START Supplied material

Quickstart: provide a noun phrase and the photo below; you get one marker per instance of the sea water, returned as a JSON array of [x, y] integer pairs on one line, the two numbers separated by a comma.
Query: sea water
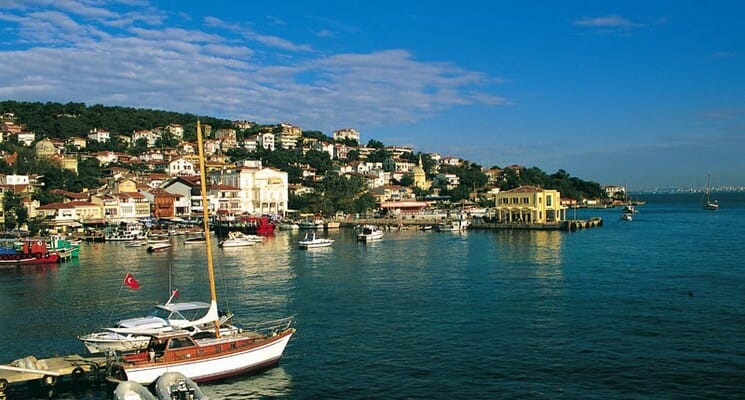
[[653, 308]]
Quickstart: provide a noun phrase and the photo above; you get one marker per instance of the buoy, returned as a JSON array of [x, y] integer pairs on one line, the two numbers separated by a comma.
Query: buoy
[[78, 374], [50, 380]]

END Supplied material

What you have to do> Look through the lines above and collect those with the word "noun".

Task output>
Quickstart: provide a noun phrase and the photo below; you get one marker per instance of the sea water, returned as a JSON array of [x, y] integer pairs on one line, the two numbers separated by a comma.
Quickstart: provide a noun phrase and the photo above; you get one marker per instance of the buoy, returned as a JSON array of [x, y] integer pairs on one line, the two numbers separated by a comma.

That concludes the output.